— TASK DETAILS —
Answer these questions from the MySQL troubleshooting passage, one per line:
1. What does the EAI_OVERFLOW code mean?
2. What effect does the passage say using skip-name-resolve will have?
3. Which system variable gives the size of the host cache?

— SUPPLIED PASSAGE —
Of these errors, only ENOBUFS is plausible.
As for vio_getnameinfo(), it is just a wrapper on getnameinfo(), which also according to the man page man 3 getnameinfo can fail for the following reasons:
NAME
getnameinfo - address-to-name translation in protocol-independent manner
RETURN VALUE
EAI_AGAIN
The name could not be resolved at this time. Try again later.
EAI_BADFLAGS
The flags argument has an invalid value.
EAI_FAIL
A nonrecoverable error occurred.
EAI_FAMILY
The address family was not recognized, or the address length was invalid for the specified family.
EAI_MEMORY
Out of memory.
EAI_NONAME
The name does not resolve for the supplied arguments. NI_NAMEREQD is set and the host's name cannot be located, or neither
hostname nor service name
were requested.
EAI_OVERFLOW
The buffer pointed to by host or serv was too small.
EAI_SYSTEM
A system error occurred. The error code can be found in errno.
The gai_strerror(3) function translates these error codes to a human readable string, suitable for error reporting.
Here many failures can happen, basically due to heavy load or the network.
To understand the process behind this code, what the MySQL server is essentially doing is a Reverse DNS lookup, to:
find the hostname of the client
find the IP address corresponding to this hostname
to later convert this IP address to a hostname again (see the call to ip_to_hostname() that follows).
Overall, failures accounted with Connection_errors_peer_address can be due to system load (causing transient failures like out of memory, etc) or due to network issues affecting DNS.
Disclosure: I happen to be the person who implemented this Connection_errors_peer_address status variable in MySQL, as part of an effort to have better visibility / observability in this area of the code.
[Edit] To follow up with more details and/or guidelines:
When Connection_errors_peer_address is incremented, the root cause is not printed in logs. That is unfortunate for troubleshooting, but also avoid flooding logs causing even more damage, there is a tradeoff here. Keep in mind that anything that happen before logging in is very sensitive ...
If the server really goes out of memory, it is very likely that many other things will break, and that the server will go down very quickly. By monitoring the total memory usage of mysqld, and monitoring the uptime, it should be fairly easy to determine if the failure "only" caused connections to be closed with the server staying up, or if the server itself failed catastrophically.
Assuming the server stays up on failure, the more likely culprit is the second call then, to getnameinfo.
Using skip-name-resolve will have no effect, as this check happens later (see specialflag & SPECIAL_NO_RESOLVE in the code in check_connection())
When Connection_errors_peer_address fails, note that the server cleanly returns the error ER_BAD_HOST_ERROR to the client, and then closes the socket. This is different from just closing abruptly a socket (like in a crash) : the former should be reported by the client as "Can't get hostname for your address", while the later is reported as "MySQL has gone away".
Whether the client connector actually treat ER_BAD_HOST_ERROR and a socket closed differently is another story
Given that this failure overall seems related to DNS lookups, I would check the following items:
See how many rows are in the performance_schema.host_cache table.
Compare this with the size of the host cache, see the host_cache_size system variable.

— PROVIDED INFORMATION —
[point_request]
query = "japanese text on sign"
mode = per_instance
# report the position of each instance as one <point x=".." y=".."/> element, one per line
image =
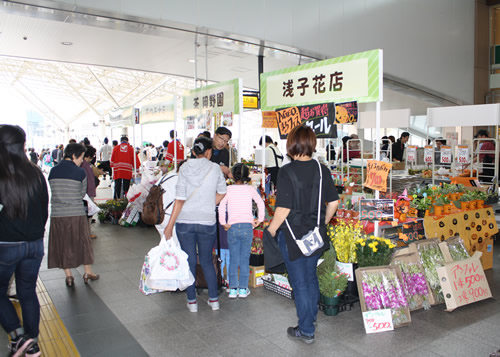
<point x="376" y="210"/>
<point x="269" y="119"/>
<point x="463" y="154"/>
<point x="412" y="153"/>
<point x="463" y="281"/>
<point x="318" y="84"/>
<point x="376" y="175"/>
<point x="446" y="154"/>
<point x="428" y="154"/>
<point x="288" y="119"/>
<point x="378" y="321"/>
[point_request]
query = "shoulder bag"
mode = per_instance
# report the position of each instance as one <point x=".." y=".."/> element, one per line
<point x="312" y="240"/>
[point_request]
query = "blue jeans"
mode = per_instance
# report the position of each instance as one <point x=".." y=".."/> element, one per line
<point x="193" y="235"/>
<point x="304" y="281"/>
<point x="23" y="259"/>
<point x="239" y="238"/>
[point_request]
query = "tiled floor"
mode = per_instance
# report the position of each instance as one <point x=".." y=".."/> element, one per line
<point x="110" y="317"/>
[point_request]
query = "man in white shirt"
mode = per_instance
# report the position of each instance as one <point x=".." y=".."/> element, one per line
<point x="104" y="155"/>
<point x="274" y="159"/>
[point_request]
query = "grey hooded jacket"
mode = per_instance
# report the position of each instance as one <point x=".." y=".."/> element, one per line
<point x="199" y="181"/>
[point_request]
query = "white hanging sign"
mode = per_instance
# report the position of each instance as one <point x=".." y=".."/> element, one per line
<point x="412" y="153"/>
<point x="446" y="154"/>
<point x="428" y="154"/>
<point x="378" y="321"/>
<point x="463" y="154"/>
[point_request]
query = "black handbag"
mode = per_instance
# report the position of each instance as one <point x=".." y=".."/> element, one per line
<point x="273" y="259"/>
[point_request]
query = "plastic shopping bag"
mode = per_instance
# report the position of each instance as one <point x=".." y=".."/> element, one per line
<point x="92" y="207"/>
<point x="169" y="266"/>
<point x="143" y="282"/>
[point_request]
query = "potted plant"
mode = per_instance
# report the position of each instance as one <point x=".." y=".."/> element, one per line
<point x="464" y="201"/>
<point x="422" y="205"/>
<point x="331" y="286"/>
<point x="374" y="251"/>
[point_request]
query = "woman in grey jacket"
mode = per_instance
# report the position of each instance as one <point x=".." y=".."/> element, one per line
<point x="200" y="187"/>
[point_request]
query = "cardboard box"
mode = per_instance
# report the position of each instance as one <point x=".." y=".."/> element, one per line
<point x="256" y="274"/>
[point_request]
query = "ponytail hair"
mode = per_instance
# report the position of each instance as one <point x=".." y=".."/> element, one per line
<point x="241" y="173"/>
<point x="19" y="177"/>
<point x="201" y="145"/>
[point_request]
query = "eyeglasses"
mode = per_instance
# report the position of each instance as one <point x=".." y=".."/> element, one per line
<point x="224" y="140"/>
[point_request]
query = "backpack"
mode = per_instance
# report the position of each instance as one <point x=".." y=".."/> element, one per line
<point x="152" y="209"/>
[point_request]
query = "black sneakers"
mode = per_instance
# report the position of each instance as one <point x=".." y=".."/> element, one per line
<point x="294" y="332"/>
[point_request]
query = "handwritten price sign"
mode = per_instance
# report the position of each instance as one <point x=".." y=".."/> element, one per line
<point x="428" y="154"/>
<point x="376" y="175"/>
<point x="412" y="153"/>
<point x="463" y="282"/>
<point x="446" y="154"/>
<point x="463" y="154"/>
<point x="378" y="321"/>
<point x="288" y="119"/>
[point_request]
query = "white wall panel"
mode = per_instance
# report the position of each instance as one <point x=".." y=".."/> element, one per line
<point x="426" y="42"/>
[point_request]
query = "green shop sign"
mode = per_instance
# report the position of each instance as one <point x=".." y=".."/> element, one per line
<point x="356" y="77"/>
<point x="216" y="98"/>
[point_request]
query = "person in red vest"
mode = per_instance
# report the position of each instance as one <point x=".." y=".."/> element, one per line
<point x="122" y="162"/>
<point x="169" y="157"/>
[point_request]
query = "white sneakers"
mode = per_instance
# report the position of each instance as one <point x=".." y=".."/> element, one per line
<point x="193" y="307"/>
<point x="213" y="304"/>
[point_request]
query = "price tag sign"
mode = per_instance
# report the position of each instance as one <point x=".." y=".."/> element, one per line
<point x="378" y="321"/>
<point x="376" y="210"/>
<point x="428" y="154"/>
<point x="412" y="153"/>
<point x="446" y="154"/>
<point x="376" y="175"/>
<point x="463" y="154"/>
<point x="346" y="268"/>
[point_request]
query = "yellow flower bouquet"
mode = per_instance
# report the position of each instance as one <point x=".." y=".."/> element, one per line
<point x="344" y="237"/>
<point x="374" y="251"/>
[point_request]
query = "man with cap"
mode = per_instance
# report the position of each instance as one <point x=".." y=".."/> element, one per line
<point x="220" y="154"/>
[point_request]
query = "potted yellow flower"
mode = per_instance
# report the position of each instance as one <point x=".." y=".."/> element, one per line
<point x="374" y="251"/>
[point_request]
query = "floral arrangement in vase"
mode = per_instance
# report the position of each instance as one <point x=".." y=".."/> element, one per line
<point x="374" y="251"/>
<point x="382" y="289"/>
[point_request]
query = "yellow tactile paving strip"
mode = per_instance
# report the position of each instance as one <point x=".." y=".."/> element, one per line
<point x="54" y="339"/>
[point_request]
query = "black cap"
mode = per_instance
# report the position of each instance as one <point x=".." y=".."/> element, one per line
<point x="224" y="131"/>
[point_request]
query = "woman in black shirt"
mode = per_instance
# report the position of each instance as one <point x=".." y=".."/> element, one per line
<point x="297" y="201"/>
<point x="23" y="213"/>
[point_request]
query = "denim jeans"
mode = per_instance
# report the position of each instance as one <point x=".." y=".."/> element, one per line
<point x="239" y="238"/>
<point x="23" y="259"/>
<point x="198" y="235"/>
<point x="304" y="281"/>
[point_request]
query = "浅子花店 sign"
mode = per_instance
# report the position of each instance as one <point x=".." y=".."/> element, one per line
<point x="216" y="98"/>
<point x="356" y="77"/>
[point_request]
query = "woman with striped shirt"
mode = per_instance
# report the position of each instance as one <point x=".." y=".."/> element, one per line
<point x="240" y="226"/>
<point x="69" y="240"/>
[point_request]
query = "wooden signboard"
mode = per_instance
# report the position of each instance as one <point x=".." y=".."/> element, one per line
<point x="376" y="176"/>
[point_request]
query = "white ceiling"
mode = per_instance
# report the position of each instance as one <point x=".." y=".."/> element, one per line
<point x="113" y="62"/>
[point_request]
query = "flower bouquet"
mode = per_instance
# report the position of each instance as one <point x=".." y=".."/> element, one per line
<point x="457" y="249"/>
<point x="382" y="289"/>
<point x="344" y="236"/>
<point x="413" y="280"/>
<point x="431" y="257"/>
<point x="373" y="251"/>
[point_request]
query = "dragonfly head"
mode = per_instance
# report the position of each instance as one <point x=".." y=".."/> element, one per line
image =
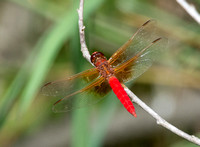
<point x="97" y="58"/>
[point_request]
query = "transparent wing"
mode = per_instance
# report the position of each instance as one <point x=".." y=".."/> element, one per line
<point x="140" y="39"/>
<point x="141" y="61"/>
<point x="81" y="98"/>
<point x="68" y="85"/>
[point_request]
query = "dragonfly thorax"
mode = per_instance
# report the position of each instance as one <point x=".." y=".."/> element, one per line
<point x="105" y="70"/>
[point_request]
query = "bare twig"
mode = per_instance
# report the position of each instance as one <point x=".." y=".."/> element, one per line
<point x="84" y="48"/>
<point x="190" y="10"/>
<point x="134" y="98"/>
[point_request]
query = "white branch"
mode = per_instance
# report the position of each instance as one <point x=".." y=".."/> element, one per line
<point x="190" y="10"/>
<point x="84" y="48"/>
<point x="159" y="119"/>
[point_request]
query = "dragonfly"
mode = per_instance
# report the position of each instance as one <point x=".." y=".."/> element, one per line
<point x="130" y="61"/>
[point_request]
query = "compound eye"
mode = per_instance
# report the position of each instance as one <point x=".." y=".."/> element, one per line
<point x="96" y="55"/>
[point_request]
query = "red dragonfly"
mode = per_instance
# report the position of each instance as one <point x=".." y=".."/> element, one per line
<point x="127" y="63"/>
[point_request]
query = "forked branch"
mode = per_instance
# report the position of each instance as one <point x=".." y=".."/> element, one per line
<point x="160" y="120"/>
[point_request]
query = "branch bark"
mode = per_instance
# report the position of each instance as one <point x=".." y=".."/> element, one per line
<point x="160" y="120"/>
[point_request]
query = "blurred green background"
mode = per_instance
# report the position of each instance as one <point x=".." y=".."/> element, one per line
<point x="39" y="42"/>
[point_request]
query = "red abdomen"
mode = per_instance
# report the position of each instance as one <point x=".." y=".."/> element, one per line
<point x="121" y="95"/>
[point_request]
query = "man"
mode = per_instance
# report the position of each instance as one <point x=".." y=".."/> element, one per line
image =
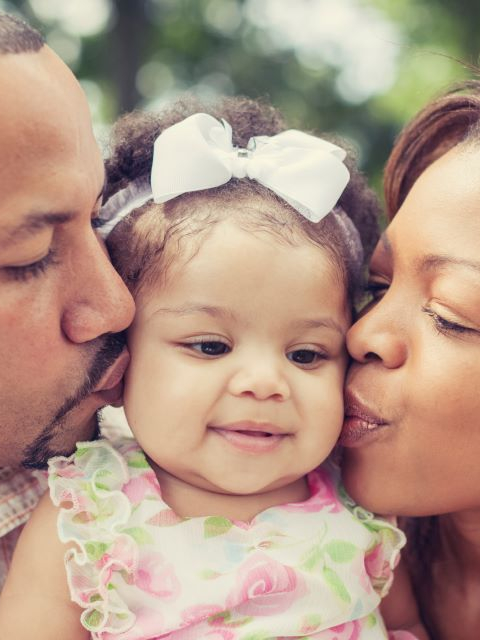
<point x="61" y="302"/>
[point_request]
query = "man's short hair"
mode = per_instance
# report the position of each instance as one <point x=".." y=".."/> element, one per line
<point x="16" y="36"/>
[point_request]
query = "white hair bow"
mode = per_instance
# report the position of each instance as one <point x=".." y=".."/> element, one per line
<point x="197" y="153"/>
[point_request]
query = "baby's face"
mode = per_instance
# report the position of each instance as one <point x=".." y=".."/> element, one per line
<point x="238" y="362"/>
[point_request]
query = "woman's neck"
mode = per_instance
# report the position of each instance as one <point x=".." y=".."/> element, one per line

— CORRECT ANSWER —
1. The buffer pointed to by host or serv was too small.
2. It will have no effect.
3. host_cache_size